▶ PROBLEM STATEMENT
Format every line of the records below as a numbered list. Skip blank lines and leave the pictures out.

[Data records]
▬▬▬

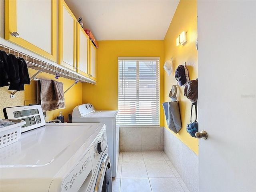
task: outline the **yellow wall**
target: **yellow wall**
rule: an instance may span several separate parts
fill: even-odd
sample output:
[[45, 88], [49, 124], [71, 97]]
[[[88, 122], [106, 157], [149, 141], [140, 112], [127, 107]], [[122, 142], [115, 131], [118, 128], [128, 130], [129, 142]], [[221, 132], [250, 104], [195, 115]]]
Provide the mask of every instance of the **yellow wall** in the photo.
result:
[[[195, 47], [197, 37], [197, 10], [196, 1], [181, 0], [164, 40], [164, 60], [170, 60], [172, 57], [173, 58], [172, 74], [168, 76], [167, 73], [164, 73], [165, 102], [171, 100], [168, 94], [172, 85], [176, 84], [174, 73], [179, 65], [183, 65], [184, 62], [186, 62], [190, 80], [196, 79], [198, 77], [197, 51]], [[176, 46], [176, 38], [182, 31], [187, 32], [188, 42], [184, 46]], [[198, 139], [190, 136], [186, 130], [186, 126], [190, 122], [191, 102], [184, 96], [184, 87], [178, 86], [178, 88], [177, 98], [182, 128], [177, 134], [173, 133], [168, 128], [167, 129], [198, 154]], [[199, 102], [198, 100], [198, 104]], [[194, 115], [192, 116], [192, 121], [194, 118]], [[165, 122], [164, 126], [168, 128]]]
[[[100, 41], [97, 50], [96, 85], [83, 84], [83, 103], [90, 103], [97, 110], [118, 110], [118, 57], [160, 57], [160, 103], [163, 100], [163, 41]], [[160, 109], [163, 126], [163, 110]]]
[[[37, 71], [29, 69], [30, 76], [32, 76]], [[36, 76], [36, 78], [45, 79], [53, 79], [64, 83], [63, 90], [65, 91], [74, 82], [74, 81], [60, 77], [57, 80], [54, 76], [47, 74], [44, 72], [40, 73]], [[15, 98], [11, 98], [10, 95], [13, 91], [8, 90], [8, 86], [0, 88], [0, 118], [4, 118], [2, 109], [7, 106], [20, 106], [26, 105], [29, 103], [34, 103], [37, 96], [37, 82], [32, 80], [30, 85], [26, 85], [24, 87], [25, 91], [17, 92], [15, 95]], [[64, 111], [62, 113], [64, 116], [64, 121], [68, 122], [68, 114], [72, 114], [73, 109], [76, 106], [82, 104], [82, 84], [78, 82], [74, 85], [64, 94], [66, 108], [56, 109], [47, 112], [46, 120], [56, 119], [58, 116], [60, 111]]]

▬▬▬

▶ RESULT FOR THIS TASK
1. task: outline the **yellow wall**
2. target: **yellow wall**
3. rule: an instance may span several separate parts
4. fill: even-odd
5. sample output:
6. [[45, 88], [49, 124], [71, 97]]
7. [[[88, 122], [106, 157], [149, 141], [140, 112], [127, 107]], [[122, 142], [115, 131], [118, 128], [128, 130], [129, 142]], [[221, 132], [250, 104], [195, 115]]]
8. Provide the mask of every instance of the **yellow wall** in the photo.
9. result:
10. [[[195, 47], [197, 37], [197, 10], [196, 1], [181, 0], [164, 40], [164, 60], [170, 60], [172, 57], [173, 58], [172, 74], [168, 76], [167, 73], [164, 73], [165, 102], [171, 100], [168, 94], [172, 85], [176, 84], [174, 73], [179, 65], [183, 65], [184, 62], [186, 62], [190, 80], [196, 79], [198, 77], [197, 51]], [[176, 46], [176, 38], [182, 31], [187, 32], [188, 42], [184, 46]], [[198, 139], [190, 136], [186, 130], [186, 126], [190, 122], [191, 102], [184, 96], [184, 87], [178, 86], [178, 88], [177, 98], [182, 128], [177, 134], [173, 133], [168, 128], [167, 129], [198, 154]], [[199, 102], [198, 100], [198, 104]], [[194, 115], [192, 116], [192, 121], [194, 118]], [[165, 122], [164, 126], [168, 128]]]
11. [[[100, 41], [97, 50], [96, 85], [83, 84], [83, 103], [90, 103], [97, 110], [118, 110], [118, 57], [160, 57], [160, 103], [163, 100], [163, 41]], [[160, 109], [163, 126], [163, 110]]]
12. [[[37, 71], [29, 69], [30, 76], [32, 76]], [[36, 76], [36, 78], [45, 79], [53, 79], [64, 83], [63, 90], [65, 91], [74, 82], [74, 81], [60, 77], [57, 80], [54, 76], [47, 74], [44, 72], [40, 73]], [[15, 98], [11, 98], [10, 95], [13, 91], [8, 90], [8, 86], [0, 88], [0, 118], [4, 118], [2, 109], [7, 106], [20, 106], [26, 105], [29, 103], [34, 103], [37, 96], [37, 82], [32, 80], [30, 85], [26, 85], [24, 87], [25, 91], [17, 92], [15, 95]], [[64, 111], [62, 113], [64, 116], [64, 121], [68, 122], [68, 114], [72, 114], [73, 109], [76, 106], [82, 104], [82, 84], [78, 82], [74, 85], [64, 94], [66, 108], [56, 109], [47, 112], [46, 120], [56, 119], [58, 116], [60, 111]]]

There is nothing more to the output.